_Extract_.

━━━━━━━━

Everyone talks about AI successes. Nobody talks about the times you crashed. I crashed several times. And each mistake taught me something no tutorial could.
Mistake 1: trusting the first output
At the beginning I accepted whatever AI generated first. If I asked for a layout and it looked decent, I used it. Serious mistake. The first output is a starting point, never a deliverable. I learned to treat every generation as a draft that needs at least three rounds of refinement.
Mistake 2: using AI to impress rather than solve
There was a project where I used Midjourney to generate spectacular hero images. The client was impressed during the presentation. But the images did not communicate the product's value. They were pretty and empty. Since that day my rule is that AI solves problems first and beautifies second.
Mistake 3: not verifying generated data
I asked ChatGPT for statistics about banking user behavior for a presentation. The numbers sounded credible. They were fabricated. AI confabulates with a confidence that makes it difficult to distinguish real data from fiction. Now I verify every data point with primary sources.

━━━━━━━━

_What you will do_.
A - Answer these questions about the piece on AI mistakes, one per line:
(i) How many rounds of refinement does the writer now expect every generation to need?
(ii) Which tool produced the hero images that impressed the client?
(iii) What did the writer ask ChatGPT to supply for a presentation?
B - Please continue the piece on AI mistakes from the point where it stops.
The saved entries have no connection to the piece on AI mistakes.

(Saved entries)
━━━━━━━━

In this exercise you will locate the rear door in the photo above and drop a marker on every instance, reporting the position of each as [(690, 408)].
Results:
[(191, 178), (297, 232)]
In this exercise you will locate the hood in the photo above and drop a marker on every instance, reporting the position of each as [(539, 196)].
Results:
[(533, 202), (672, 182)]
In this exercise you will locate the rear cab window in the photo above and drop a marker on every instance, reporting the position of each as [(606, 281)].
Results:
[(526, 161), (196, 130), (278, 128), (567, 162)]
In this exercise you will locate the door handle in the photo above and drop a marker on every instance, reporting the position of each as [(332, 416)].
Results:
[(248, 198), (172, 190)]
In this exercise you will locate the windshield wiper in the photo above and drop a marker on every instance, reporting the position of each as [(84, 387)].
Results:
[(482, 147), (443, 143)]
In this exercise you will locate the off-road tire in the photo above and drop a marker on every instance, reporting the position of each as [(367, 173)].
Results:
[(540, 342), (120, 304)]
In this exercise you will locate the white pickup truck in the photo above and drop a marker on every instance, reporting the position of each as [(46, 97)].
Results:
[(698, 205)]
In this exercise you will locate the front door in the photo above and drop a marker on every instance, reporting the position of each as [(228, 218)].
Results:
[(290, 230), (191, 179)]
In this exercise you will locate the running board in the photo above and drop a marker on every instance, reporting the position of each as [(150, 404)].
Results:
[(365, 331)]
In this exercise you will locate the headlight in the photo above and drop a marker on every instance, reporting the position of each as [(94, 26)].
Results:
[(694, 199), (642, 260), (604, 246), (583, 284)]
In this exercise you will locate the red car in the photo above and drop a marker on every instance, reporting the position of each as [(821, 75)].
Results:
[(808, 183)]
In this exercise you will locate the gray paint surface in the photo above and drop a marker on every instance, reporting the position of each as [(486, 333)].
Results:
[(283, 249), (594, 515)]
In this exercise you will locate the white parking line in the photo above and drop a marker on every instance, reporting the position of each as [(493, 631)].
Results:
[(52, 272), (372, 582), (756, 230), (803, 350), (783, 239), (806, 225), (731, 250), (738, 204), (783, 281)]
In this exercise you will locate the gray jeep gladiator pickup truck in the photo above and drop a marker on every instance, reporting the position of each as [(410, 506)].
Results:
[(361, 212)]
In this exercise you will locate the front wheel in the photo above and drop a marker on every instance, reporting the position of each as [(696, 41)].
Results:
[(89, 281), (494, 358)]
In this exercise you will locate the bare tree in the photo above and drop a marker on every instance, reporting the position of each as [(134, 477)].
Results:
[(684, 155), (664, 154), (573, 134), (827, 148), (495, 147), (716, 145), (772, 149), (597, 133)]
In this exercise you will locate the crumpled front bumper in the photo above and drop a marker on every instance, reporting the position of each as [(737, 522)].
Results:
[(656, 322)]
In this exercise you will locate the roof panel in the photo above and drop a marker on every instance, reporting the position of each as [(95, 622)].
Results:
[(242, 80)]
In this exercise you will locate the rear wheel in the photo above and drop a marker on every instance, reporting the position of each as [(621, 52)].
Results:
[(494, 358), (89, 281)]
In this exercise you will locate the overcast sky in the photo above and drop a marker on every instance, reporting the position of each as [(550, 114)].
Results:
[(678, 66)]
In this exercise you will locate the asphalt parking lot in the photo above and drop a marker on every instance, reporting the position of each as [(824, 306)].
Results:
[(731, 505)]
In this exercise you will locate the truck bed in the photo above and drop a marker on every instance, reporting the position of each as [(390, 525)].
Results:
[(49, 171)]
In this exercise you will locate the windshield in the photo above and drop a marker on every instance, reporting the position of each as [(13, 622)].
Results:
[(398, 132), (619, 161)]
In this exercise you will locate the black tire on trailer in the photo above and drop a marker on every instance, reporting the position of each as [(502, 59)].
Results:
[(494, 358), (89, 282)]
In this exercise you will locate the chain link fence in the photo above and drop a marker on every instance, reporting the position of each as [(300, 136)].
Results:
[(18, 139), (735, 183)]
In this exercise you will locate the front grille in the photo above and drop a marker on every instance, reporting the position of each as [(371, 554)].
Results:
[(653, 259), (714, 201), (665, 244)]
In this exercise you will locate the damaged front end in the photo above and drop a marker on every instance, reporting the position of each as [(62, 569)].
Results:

━━━━━━━━

_Written responses_.
A -
(i) At least three rounds.
(ii) Midjourney.
(iii) Statistics about banking user behavior.

B -
Mistake 4: losing my voice
For a few weeks I let AI write too much. My presentations, my emails, my proposals. Everything started sounding the same: correct, professional, and without personality. It was a client who pointed it out. Your proposals used to have your style, now they sound generic. That feedback hurt but it saved me.
Mistake 5: underestimating learning time
I thought integrating AI would be immediate. Install tool, write prompt, get result. The reality is each tool has a significant learning curve. It took me three weeks to understand how to get consistent results from Midjourney. A month to learn how to converse productively with Claude. Two months to develop a workflow that was actually more efficient than my previous process.
AI does not automatically make you a better designer. It gives you tools that, if mastered, allow you to be better. But mastering them requires the same effort as mastering Figma, Photoshop, or any other tool. There are no shortcuts.